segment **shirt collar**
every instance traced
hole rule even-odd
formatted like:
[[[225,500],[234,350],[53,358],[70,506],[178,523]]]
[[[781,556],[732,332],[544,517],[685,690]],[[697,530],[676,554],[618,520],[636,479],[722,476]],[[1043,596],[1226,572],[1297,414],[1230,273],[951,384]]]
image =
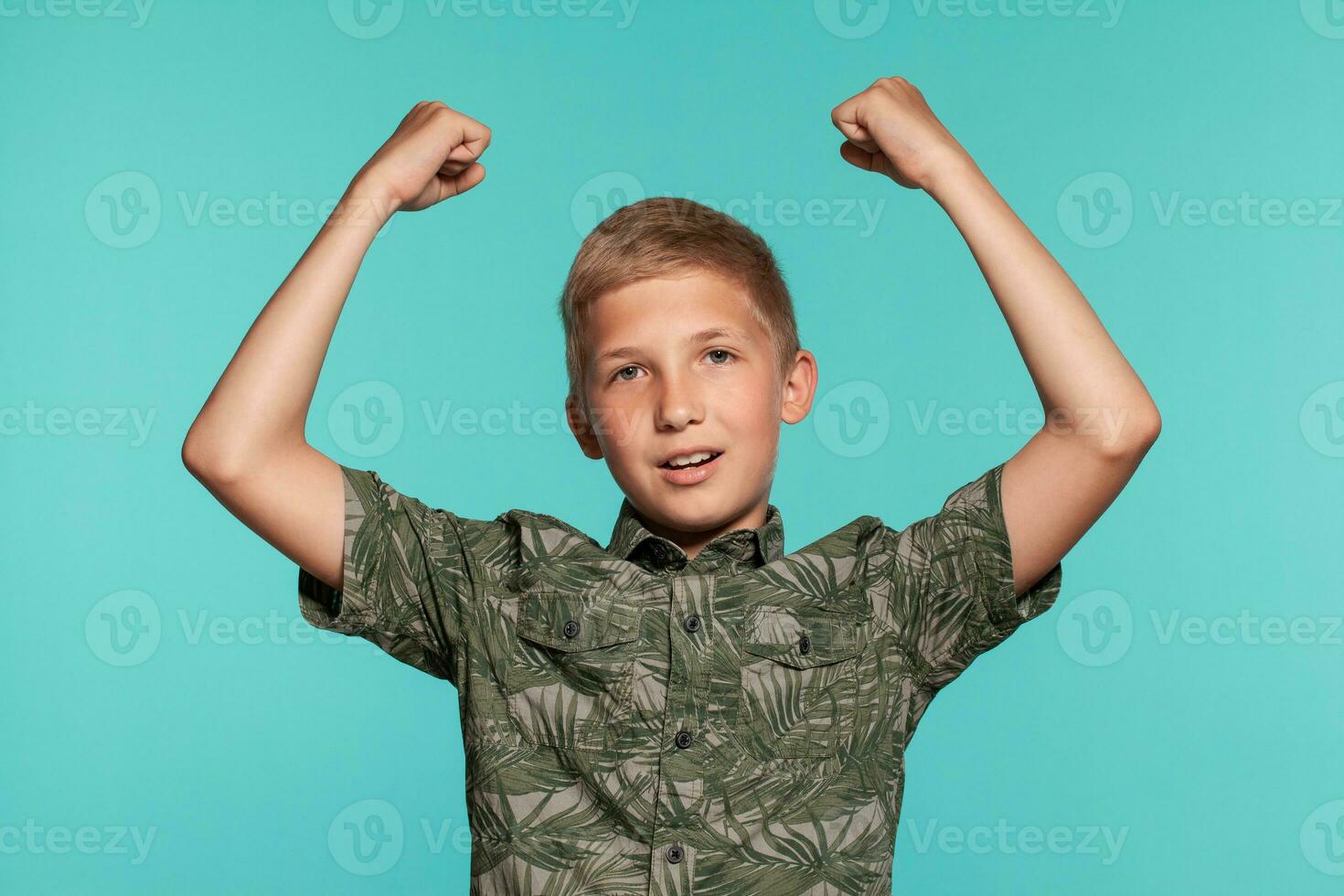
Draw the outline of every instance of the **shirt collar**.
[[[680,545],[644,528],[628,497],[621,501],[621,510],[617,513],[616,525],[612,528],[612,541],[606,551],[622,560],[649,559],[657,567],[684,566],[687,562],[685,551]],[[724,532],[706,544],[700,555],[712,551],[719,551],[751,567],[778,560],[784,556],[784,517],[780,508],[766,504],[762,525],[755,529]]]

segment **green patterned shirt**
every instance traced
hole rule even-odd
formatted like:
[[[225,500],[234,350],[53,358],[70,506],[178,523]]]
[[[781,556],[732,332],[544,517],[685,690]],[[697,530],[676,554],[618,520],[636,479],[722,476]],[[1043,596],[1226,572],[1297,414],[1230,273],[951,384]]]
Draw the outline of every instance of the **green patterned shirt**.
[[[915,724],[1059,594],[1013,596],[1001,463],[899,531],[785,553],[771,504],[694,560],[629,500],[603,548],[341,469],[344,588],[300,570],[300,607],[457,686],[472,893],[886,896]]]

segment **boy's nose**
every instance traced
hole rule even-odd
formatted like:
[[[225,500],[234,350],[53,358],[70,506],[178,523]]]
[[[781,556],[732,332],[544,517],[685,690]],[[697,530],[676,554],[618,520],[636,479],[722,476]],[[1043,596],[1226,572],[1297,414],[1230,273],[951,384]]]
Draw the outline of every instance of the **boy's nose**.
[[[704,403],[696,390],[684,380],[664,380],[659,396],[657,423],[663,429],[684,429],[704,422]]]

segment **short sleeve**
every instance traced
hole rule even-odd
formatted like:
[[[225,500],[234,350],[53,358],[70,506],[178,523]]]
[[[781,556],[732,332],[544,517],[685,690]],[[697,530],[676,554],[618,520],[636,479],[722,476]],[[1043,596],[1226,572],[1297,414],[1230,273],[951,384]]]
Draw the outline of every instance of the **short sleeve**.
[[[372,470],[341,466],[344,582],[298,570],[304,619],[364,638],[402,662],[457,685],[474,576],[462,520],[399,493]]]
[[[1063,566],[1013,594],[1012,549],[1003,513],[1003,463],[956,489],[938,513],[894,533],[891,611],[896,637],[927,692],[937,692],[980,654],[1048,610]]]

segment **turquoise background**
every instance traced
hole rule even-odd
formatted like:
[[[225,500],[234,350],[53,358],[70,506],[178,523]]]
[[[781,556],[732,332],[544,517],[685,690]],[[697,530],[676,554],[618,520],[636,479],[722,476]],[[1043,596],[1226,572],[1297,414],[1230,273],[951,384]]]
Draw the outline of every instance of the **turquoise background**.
===
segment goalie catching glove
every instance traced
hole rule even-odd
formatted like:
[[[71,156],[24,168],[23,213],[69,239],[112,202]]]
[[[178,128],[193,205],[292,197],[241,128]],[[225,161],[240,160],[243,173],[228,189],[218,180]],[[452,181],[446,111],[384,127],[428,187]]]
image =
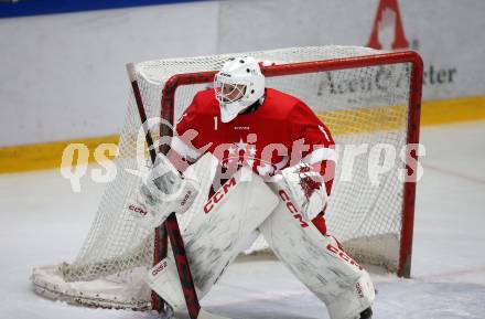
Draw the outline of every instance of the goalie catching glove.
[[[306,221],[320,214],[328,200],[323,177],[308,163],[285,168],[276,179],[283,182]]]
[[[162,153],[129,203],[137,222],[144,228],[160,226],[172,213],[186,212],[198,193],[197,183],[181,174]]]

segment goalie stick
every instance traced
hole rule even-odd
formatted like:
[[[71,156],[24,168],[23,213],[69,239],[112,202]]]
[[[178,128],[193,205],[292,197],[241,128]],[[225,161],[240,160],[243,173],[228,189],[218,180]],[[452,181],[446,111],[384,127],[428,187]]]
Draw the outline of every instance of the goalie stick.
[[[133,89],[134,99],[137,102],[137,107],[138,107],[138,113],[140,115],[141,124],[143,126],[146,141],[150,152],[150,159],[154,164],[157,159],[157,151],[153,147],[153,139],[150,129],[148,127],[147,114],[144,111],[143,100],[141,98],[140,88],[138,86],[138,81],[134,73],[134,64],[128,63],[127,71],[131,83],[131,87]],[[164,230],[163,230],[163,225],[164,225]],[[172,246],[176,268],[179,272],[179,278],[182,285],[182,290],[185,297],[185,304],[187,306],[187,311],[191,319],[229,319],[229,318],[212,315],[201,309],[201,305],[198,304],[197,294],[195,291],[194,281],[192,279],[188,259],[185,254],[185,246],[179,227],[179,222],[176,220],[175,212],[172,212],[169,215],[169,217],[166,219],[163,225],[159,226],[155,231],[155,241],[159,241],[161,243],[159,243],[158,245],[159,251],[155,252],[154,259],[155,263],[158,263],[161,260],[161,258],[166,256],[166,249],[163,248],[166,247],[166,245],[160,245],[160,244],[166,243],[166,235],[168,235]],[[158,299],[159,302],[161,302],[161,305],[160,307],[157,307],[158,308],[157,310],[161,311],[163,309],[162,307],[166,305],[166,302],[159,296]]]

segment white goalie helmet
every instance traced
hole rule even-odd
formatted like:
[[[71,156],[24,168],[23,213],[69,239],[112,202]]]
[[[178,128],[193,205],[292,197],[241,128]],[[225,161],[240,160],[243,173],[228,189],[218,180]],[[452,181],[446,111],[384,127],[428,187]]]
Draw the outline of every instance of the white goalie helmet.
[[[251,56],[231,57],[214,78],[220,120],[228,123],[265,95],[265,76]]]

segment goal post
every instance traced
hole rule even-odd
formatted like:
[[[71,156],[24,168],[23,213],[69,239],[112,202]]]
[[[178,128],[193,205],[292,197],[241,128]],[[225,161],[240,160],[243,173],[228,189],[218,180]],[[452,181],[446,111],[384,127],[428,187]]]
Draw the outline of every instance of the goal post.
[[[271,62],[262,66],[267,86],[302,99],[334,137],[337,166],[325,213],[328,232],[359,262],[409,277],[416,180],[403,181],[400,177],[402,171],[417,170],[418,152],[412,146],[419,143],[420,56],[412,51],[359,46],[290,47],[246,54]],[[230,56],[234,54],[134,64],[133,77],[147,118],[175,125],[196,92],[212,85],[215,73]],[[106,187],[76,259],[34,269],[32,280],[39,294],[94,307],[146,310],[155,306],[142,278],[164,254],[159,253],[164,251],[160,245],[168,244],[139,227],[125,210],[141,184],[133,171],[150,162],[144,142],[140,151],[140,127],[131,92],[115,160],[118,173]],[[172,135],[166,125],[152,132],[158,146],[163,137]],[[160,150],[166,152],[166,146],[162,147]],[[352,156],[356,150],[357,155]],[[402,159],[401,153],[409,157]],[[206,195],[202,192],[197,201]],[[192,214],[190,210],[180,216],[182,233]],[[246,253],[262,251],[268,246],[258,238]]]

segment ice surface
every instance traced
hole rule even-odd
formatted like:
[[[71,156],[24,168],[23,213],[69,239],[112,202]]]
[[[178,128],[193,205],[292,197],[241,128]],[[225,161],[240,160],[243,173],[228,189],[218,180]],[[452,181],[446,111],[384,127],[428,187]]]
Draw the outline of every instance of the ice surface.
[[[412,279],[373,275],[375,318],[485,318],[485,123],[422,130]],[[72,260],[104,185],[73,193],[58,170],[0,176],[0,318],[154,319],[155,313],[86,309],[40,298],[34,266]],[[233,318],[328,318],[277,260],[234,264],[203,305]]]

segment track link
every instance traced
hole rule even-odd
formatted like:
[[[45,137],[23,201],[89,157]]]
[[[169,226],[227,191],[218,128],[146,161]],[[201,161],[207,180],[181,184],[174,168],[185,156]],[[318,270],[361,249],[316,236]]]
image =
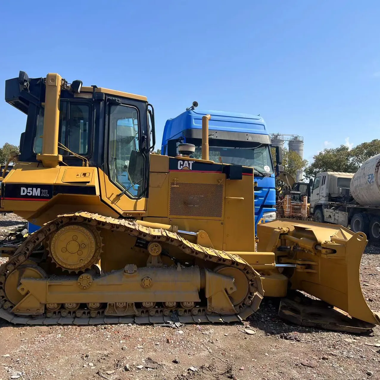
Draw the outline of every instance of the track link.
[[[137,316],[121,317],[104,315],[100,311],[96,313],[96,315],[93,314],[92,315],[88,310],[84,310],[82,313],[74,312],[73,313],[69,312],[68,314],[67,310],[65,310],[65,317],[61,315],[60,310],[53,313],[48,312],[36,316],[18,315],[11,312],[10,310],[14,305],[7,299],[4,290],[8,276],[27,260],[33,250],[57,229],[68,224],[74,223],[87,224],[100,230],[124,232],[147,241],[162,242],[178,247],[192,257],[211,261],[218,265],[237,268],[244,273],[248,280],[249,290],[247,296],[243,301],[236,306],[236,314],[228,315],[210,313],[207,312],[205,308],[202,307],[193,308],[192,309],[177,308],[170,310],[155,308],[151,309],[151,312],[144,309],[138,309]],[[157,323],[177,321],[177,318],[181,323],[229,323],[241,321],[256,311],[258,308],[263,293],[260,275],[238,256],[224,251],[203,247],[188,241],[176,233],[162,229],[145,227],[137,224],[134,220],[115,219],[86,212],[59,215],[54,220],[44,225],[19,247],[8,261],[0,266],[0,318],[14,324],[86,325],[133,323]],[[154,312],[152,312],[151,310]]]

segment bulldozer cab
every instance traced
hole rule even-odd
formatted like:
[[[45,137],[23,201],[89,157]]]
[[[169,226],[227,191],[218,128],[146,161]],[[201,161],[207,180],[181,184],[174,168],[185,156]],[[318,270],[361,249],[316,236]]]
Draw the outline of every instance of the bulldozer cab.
===
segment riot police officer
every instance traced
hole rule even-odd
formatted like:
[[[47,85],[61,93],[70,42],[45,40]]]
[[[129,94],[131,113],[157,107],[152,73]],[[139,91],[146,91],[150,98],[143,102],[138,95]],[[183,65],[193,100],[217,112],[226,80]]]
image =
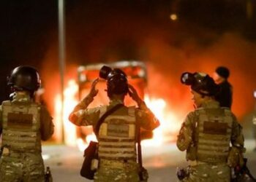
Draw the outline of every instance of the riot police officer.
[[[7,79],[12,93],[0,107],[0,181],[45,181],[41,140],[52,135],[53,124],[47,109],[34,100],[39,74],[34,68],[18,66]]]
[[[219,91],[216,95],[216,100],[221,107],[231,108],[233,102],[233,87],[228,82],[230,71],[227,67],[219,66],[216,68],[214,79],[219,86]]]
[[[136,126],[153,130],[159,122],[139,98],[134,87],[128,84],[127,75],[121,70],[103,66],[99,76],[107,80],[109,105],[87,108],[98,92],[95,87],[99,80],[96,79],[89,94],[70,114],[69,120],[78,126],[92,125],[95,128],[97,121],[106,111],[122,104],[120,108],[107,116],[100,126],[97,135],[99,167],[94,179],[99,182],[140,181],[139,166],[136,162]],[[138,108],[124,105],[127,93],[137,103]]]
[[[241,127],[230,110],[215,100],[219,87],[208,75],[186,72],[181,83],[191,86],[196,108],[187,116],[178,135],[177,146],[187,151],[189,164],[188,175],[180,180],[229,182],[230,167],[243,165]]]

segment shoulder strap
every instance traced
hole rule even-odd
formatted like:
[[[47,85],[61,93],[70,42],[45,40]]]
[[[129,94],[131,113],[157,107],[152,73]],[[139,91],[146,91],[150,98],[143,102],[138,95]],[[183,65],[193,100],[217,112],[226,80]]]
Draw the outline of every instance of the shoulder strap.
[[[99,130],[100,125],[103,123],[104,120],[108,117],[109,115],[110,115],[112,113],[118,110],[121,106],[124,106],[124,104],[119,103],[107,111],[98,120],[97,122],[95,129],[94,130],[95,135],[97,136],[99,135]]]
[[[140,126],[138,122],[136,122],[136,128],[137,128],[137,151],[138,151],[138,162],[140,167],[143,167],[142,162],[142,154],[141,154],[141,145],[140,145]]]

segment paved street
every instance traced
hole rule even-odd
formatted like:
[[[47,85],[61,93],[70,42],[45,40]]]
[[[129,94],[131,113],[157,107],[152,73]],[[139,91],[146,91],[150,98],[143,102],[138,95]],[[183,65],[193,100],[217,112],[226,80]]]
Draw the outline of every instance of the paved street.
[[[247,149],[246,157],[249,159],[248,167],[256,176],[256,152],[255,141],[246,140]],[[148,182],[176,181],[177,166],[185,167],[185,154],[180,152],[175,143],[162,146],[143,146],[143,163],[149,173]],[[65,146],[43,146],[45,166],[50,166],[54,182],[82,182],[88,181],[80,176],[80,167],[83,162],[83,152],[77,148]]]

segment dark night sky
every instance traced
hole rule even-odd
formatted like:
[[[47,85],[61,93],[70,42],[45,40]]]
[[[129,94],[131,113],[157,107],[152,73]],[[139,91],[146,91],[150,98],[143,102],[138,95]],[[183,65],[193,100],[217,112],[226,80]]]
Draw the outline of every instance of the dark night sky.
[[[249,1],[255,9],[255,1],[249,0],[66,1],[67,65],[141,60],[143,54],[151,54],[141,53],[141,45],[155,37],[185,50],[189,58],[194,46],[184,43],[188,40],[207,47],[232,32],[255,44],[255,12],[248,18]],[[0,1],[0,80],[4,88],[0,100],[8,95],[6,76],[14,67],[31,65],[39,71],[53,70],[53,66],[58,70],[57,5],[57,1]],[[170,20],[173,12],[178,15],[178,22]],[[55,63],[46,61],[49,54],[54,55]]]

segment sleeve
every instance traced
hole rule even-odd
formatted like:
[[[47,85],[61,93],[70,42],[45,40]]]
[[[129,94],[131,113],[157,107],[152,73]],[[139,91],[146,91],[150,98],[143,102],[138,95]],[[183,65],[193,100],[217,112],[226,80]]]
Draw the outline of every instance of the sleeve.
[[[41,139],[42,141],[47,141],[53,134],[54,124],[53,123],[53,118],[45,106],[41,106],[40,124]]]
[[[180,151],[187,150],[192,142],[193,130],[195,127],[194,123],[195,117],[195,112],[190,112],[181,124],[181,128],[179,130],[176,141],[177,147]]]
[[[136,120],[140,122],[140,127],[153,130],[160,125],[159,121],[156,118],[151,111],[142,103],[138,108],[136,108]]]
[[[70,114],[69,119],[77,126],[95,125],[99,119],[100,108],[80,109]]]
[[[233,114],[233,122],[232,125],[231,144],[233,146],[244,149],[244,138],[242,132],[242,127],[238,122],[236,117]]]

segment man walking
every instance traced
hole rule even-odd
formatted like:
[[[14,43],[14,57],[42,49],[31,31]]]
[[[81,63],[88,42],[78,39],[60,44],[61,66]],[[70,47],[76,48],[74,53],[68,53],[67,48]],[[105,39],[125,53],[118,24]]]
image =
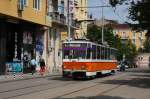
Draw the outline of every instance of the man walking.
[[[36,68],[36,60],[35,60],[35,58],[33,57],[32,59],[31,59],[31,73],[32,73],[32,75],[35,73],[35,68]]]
===
§ **WORK TO BE COMPLETED**
How many lines in the records contain the string "nose"? Case counts. Give only the number.

§ **THE RESPONSE**
2